__YOUR ASSIGNMENT__:
Set every record down again, exactly and completely.

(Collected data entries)
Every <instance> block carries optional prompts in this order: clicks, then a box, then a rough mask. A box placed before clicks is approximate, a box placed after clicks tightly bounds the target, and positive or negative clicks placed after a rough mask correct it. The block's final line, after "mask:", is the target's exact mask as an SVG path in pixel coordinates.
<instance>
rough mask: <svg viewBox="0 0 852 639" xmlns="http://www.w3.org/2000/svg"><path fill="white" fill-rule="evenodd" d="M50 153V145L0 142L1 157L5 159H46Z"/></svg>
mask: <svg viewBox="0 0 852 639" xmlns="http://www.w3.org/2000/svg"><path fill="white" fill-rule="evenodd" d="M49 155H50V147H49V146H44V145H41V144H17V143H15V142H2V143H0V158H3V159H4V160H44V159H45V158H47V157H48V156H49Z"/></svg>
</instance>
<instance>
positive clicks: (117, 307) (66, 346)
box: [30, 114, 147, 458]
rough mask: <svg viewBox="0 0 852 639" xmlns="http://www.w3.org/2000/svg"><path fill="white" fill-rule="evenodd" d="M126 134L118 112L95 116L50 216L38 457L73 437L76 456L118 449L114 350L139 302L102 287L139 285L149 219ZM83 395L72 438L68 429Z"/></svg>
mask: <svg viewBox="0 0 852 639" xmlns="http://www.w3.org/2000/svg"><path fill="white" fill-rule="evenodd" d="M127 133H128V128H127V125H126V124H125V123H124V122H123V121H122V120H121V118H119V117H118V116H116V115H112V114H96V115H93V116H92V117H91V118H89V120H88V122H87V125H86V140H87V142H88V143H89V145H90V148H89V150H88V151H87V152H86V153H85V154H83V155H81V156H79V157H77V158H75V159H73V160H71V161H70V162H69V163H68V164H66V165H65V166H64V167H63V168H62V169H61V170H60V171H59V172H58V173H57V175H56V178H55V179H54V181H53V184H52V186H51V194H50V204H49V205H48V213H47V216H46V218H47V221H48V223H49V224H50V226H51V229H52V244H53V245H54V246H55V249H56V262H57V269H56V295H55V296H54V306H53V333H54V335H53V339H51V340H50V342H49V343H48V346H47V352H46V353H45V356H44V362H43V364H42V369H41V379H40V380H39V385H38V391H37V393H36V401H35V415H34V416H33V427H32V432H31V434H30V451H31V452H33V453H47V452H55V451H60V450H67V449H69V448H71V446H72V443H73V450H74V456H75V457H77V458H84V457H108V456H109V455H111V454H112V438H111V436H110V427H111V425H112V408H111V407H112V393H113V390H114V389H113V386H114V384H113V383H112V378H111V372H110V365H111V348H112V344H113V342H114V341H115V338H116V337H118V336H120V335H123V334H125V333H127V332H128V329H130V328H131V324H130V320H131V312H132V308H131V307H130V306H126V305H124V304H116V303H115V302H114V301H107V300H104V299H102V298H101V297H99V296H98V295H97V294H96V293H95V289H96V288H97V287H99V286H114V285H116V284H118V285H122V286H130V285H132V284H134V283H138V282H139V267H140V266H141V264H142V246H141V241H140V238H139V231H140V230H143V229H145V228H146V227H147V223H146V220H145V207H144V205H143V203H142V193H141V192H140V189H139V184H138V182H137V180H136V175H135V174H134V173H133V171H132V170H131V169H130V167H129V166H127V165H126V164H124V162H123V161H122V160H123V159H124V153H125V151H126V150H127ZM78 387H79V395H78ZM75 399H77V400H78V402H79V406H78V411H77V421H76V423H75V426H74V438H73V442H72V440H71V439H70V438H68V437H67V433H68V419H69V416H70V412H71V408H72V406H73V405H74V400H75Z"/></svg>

__RESPONSE__:
Every <instance> block carries optional prompts in this order: clicks, then a box, then a rough mask. A box placed before clicks is approximate, a box placed after clicks tightly bounds the target, and positive or negative clicks placed after a rough mask correct it. The block's final line, after "mask:", is the target's exact mask as an SVG path in pixel coordinates.
<instance>
rough mask: <svg viewBox="0 0 852 639" xmlns="http://www.w3.org/2000/svg"><path fill="white" fill-rule="evenodd" d="M50 153V145L0 142L1 157L5 159H46Z"/></svg>
mask: <svg viewBox="0 0 852 639" xmlns="http://www.w3.org/2000/svg"><path fill="white" fill-rule="evenodd" d="M49 155H50V147H49V146H44V145H41V144H17V143H15V142H2V143H0V158H3V159H4V160H44V159H45V158H47V157H48V156H49Z"/></svg>
</instance>
<instance>
positive clicks: (117, 307) (66, 346)
box: [30, 114, 147, 458]
rough mask: <svg viewBox="0 0 852 639" xmlns="http://www.w3.org/2000/svg"><path fill="white" fill-rule="evenodd" d="M126 134L118 112L95 116L50 216L38 457L73 437L76 456L118 449L114 350L139 302L102 287L139 285L149 219ZM83 395L72 438L68 429Z"/></svg>
mask: <svg viewBox="0 0 852 639" xmlns="http://www.w3.org/2000/svg"><path fill="white" fill-rule="evenodd" d="M127 133H128V128H127V125H126V124H125V123H124V122H123V121H122V120H121V118H119V117H118V116H116V115H112V114H96V115H93V116H92V117H91V118H89V120H88V122H87V125H86V140H87V142H88V143H89V145H90V148H89V150H88V151H87V152H86V153H85V154H83V155H81V156H79V157H77V158H75V159H73V160H71V161H70V162H69V163H68V164H66V165H65V166H64V167H63V168H62V169H61V170H60V171H59V172H58V173H57V175H56V178H55V179H54V181H53V184H52V186H51V194H50V204H49V205H48V213H47V216H46V218H47V221H48V223H49V224H50V226H51V229H52V244H53V245H54V246H55V249H56V262H57V269H56V295H55V296H54V306H53V333H54V335H53V339H51V340H50V342H49V343H48V346H47V352H46V353H45V356H44V362H43V364H42V369H41V379H40V380H39V385H38V391H37V393H36V401H35V415H34V416H33V427H32V432H31V434H30V451H31V452H33V453H47V452H55V451H60V450H67V449H69V448H71V446H72V443H73V450H74V456H75V457H77V458H84V457H108V456H109V455H111V454H112V438H111V436H110V427H111V425H112V408H111V407H112V393H113V390H114V389H113V386H114V384H113V383H112V378H111V372H110V365H111V348H112V344H113V342H114V341H115V338H116V337H118V336H120V335H123V334H125V333H127V332H128V329H130V328H131V324H130V320H131V312H132V308H131V307H130V306H126V305H124V304H116V303H115V302H114V301H107V300H104V299H102V298H101V297H99V296H98V295H97V294H96V293H95V289H96V288H97V287H99V286H114V285H116V284H118V285H122V286H130V285H132V284H134V283H138V282H139V267H140V266H141V264H142V246H141V241H140V238H139V231H140V230H143V229H145V228H146V227H147V223H146V220H145V207H144V205H143V203H142V193H141V192H140V189H139V184H138V182H137V180H136V175H135V174H134V173H133V171H132V170H131V169H130V167H129V166H127V165H126V164H124V162H123V161H122V160H123V159H124V153H125V151H126V150H127ZM78 387H79V395H78ZM75 399H77V400H78V402H79V406H78V411H77V421H76V423H75V426H74V438H73V442H72V440H71V439H70V438H68V437H67V433H68V419H69V416H70V412H71V408H72V406H73V405H74V400H75Z"/></svg>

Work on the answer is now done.